[WRITTEN PROBLEM] Could you reproduce word for word the lines of the records starting with the line containing "class is decorated" and going on through the line containing "[150,103,269,304]"?

[INPUT ROWS]
..........

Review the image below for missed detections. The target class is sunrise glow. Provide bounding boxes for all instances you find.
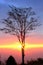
[0,42,43,50]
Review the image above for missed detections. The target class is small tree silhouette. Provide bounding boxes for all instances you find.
[0,6,39,64]
[6,56,17,65]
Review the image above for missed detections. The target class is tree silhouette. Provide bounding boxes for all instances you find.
[6,56,17,65]
[0,6,38,64]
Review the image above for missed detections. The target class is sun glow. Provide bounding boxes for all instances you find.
[0,42,43,50]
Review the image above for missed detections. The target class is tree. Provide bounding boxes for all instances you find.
[0,6,38,64]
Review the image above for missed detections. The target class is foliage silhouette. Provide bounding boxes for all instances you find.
[0,6,39,65]
[6,56,17,65]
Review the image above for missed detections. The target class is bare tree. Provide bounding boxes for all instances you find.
[0,6,38,64]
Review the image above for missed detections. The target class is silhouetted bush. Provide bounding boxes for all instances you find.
[6,56,17,65]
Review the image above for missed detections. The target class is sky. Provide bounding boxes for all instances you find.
[0,0,43,62]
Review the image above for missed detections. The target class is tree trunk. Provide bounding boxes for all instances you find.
[22,47,24,65]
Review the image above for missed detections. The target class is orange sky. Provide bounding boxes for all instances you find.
[0,35,43,62]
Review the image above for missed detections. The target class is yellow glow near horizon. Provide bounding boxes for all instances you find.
[0,42,43,50]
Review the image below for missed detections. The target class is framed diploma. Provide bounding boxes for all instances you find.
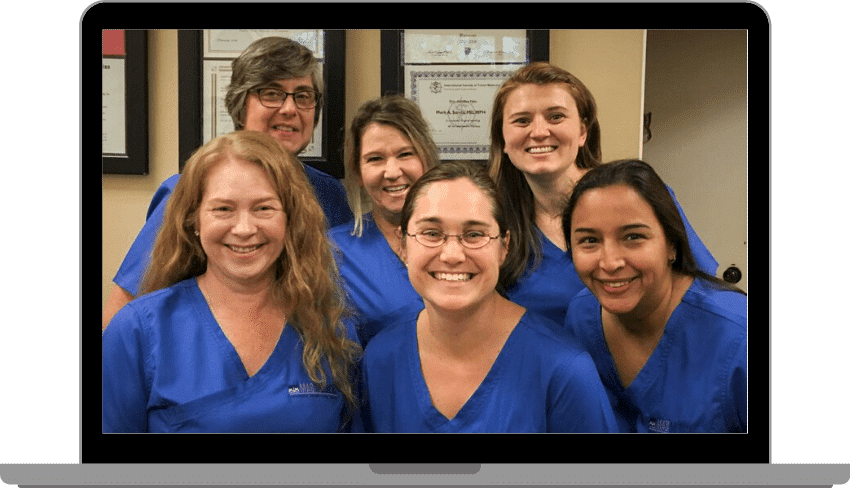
[404,64,522,159]
[178,29,345,178]
[381,29,549,160]
[101,29,148,175]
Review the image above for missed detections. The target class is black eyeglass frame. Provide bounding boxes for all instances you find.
[405,231,502,249]
[253,86,322,110]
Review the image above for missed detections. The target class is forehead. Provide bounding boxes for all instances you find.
[263,76,313,92]
[360,122,412,152]
[505,83,576,112]
[410,178,497,225]
[572,185,661,228]
[203,155,277,195]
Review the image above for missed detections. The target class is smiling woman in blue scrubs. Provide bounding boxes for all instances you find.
[102,37,351,328]
[102,131,360,432]
[362,161,616,432]
[489,62,717,324]
[563,160,747,432]
[330,95,440,346]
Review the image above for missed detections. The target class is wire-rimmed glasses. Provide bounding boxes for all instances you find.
[407,230,499,249]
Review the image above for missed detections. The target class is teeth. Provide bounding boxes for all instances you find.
[434,273,472,281]
[227,246,260,253]
[527,146,555,154]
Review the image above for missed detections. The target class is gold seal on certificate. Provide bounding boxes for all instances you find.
[405,65,521,159]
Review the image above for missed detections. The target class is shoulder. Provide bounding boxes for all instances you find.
[160,173,180,190]
[112,278,200,329]
[302,163,342,189]
[364,314,417,362]
[328,220,356,241]
[517,310,583,361]
[682,278,747,329]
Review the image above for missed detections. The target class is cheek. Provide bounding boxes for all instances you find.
[573,252,594,284]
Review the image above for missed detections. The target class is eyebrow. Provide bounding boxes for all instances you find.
[573,224,650,234]
[260,81,316,92]
[207,195,283,205]
[508,105,570,117]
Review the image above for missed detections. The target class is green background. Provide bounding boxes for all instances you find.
[0,0,850,480]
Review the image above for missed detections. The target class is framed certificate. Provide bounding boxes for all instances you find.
[101,29,148,175]
[178,29,345,178]
[381,29,549,160]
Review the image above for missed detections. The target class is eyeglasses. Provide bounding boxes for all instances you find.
[407,230,499,249]
[257,88,322,109]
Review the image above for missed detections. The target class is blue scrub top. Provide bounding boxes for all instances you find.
[113,164,354,296]
[361,312,617,432]
[506,187,717,324]
[328,214,424,347]
[102,278,357,432]
[565,279,747,433]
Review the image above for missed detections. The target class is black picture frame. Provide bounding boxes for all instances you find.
[177,29,345,178]
[101,29,148,175]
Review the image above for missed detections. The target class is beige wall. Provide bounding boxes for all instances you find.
[102,30,645,306]
[644,30,749,290]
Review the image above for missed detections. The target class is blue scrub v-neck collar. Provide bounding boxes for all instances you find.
[405,310,528,430]
[192,277,290,381]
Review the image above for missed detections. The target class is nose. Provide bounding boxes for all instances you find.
[530,117,549,138]
[277,94,298,113]
[599,244,626,274]
[384,157,401,180]
[440,236,466,264]
[231,212,257,236]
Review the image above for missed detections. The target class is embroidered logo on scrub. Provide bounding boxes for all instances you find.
[646,419,670,434]
[289,383,336,396]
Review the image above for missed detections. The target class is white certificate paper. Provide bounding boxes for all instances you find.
[404,64,522,160]
[403,29,528,64]
[203,59,322,158]
[101,58,127,156]
[204,29,325,60]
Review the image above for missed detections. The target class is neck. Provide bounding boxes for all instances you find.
[372,210,401,254]
[417,291,525,357]
[198,272,280,313]
[525,164,587,250]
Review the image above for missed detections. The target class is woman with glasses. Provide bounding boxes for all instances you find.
[102,37,352,328]
[330,95,439,346]
[362,161,615,432]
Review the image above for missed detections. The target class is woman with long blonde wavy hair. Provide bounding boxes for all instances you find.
[103,131,360,432]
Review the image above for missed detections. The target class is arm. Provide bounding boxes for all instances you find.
[727,340,747,432]
[547,352,618,433]
[102,307,149,433]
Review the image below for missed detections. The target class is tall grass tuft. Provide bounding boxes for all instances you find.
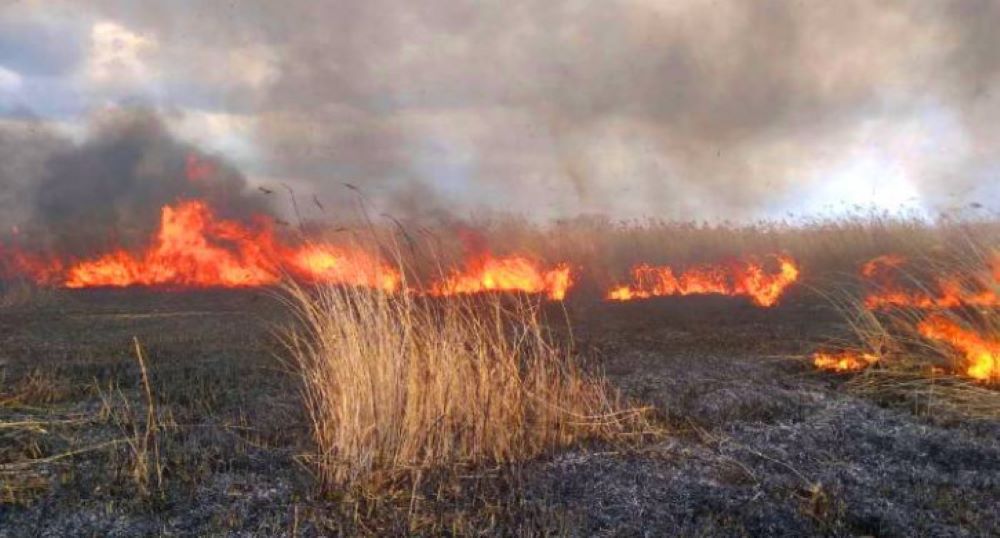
[286,284,650,492]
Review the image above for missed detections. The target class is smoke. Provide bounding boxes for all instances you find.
[0,109,268,256]
[5,0,1000,219]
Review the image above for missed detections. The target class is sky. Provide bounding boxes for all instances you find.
[0,0,1000,221]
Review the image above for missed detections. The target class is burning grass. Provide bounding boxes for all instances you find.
[287,280,651,493]
[813,237,1000,419]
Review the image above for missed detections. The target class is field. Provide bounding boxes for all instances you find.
[0,219,1000,536]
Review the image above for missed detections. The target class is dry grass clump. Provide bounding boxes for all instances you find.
[814,240,1000,419]
[287,280,649,492]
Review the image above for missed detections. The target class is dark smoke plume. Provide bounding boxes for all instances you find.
[7,110,268,256]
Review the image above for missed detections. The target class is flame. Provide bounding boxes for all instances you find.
[289,245,402,292]
[607,255,800,307]
[38,200,401,291]
[917,316,1000,383]
[861,254,1000,310]
[430,253,573,301]
[813,350,878,372]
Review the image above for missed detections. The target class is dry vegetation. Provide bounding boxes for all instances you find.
[0,215,1000,535]
[286,280,654,494]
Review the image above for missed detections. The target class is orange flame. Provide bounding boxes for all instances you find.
[861,254,1000,310]
[430,254,573,301]
[917,316,1000,383]
[50,200,400,291]
[607,255,800,307]
[813,350,878,372]
[287,245,402,291]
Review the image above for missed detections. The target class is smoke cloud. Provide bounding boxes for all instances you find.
[0,110,268,256]
[1,0,1000,224]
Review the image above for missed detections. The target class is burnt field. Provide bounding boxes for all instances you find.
[0,289,1000,536]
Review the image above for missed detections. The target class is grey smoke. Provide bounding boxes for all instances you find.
[0,110,268,256]
[5,0,1000,219]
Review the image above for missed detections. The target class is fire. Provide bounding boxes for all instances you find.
[30,200,401,291]
[861,254,1000,310]
[813,350,878,372]
[917,316,1000,382]
[63,201,278,288]
[430,254,573,301]
[289,245,402,291]
[607,255,800,307]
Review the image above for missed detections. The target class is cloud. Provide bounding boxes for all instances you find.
[0,0,1000,218]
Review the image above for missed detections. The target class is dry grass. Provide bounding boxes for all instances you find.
[820,236,1000,419]
[99,338,164,498]
[0,278,42,310]
[286,280,651,492]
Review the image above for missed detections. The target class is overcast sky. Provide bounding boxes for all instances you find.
[0,0,1000,219]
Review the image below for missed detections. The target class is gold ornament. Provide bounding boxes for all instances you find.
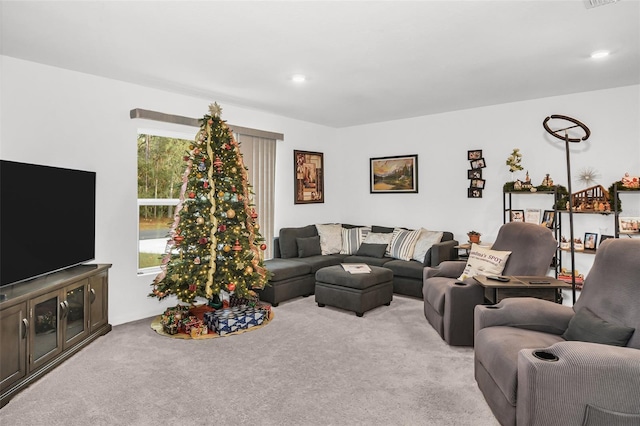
[209,102,222,117]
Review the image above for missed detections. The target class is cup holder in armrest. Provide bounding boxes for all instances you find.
[532,350,559,362]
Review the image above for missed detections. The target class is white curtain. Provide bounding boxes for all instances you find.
[235,134,276,259]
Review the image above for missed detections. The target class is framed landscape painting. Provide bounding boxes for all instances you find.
[293,150,324,204]
[369,154,418,194]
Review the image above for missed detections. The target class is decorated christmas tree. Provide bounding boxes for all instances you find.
[150,103,269,304]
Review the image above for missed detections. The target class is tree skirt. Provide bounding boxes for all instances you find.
[151,311,275,340]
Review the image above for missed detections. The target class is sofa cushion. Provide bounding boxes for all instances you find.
[474,326,563,406]
[384,259,424,281]
[344,254,393,266]
[458,243,511,281]
[389,228,420,260]
[562,308,635,346]
[264,258,311,282]
[356,243,387,258]
[340,226,371,254]
[278,225,318,259]
[298,254,345,274]
[412,228,444,263]
[316,223,342,254]
[296,235,322,257]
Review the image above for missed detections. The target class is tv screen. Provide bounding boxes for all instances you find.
[0,160,96,286]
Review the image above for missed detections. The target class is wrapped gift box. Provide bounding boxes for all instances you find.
[204,305,269,336]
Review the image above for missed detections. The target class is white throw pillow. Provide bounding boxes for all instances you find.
[412,228,444,263]
[389,228,420,260]
[458,243,511,281]
[362,232,393,250]
[316,223,342,254]
[340,226,371,254]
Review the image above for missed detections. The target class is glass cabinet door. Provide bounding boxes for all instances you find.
[29,293,62,369]
[62,280,89,347]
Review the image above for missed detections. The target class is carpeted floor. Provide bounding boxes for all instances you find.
[0,295,498,426]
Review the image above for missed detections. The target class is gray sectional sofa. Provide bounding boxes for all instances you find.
[258,224,458,306]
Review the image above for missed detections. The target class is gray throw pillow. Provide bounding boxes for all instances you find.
[356,243,387,259]
[296,235,322,257]
[562,308,635,346]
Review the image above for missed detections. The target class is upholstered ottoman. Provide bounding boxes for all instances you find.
[315,265,393,317]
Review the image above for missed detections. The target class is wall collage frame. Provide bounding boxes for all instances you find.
[467,149,487,198]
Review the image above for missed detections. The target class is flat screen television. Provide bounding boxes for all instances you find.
[0,160,96,286]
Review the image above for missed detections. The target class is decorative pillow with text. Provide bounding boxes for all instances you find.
[316,223,342,254]
[458,243,511,281]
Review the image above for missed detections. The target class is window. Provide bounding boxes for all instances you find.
[138,132,191,272]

..........

[OUTPUT BELOW]
Review the image above for missed detections. The target class is decorated christmas tree. Provide bounding boxes for all instances you find.
[150,103,269,304]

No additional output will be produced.